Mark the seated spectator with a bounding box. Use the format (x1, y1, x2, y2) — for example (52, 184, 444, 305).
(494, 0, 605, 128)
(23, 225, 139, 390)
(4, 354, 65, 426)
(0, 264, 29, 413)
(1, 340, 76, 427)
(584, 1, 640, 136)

Task -
Would you write out all the records exactly as they read?

Result of the exercise -
Mark the seated spectator with a bounding box. Use the format (x1, y1, x2, y2) — for example (52, 184, 444, 305).
(494, 0, 605, 128)
(23, 225, 139, 390)
(4, 354, 65, 426)
(0, 264, 29, 413)
(1, 340, 76, 427)
(584, 1, 640, 136)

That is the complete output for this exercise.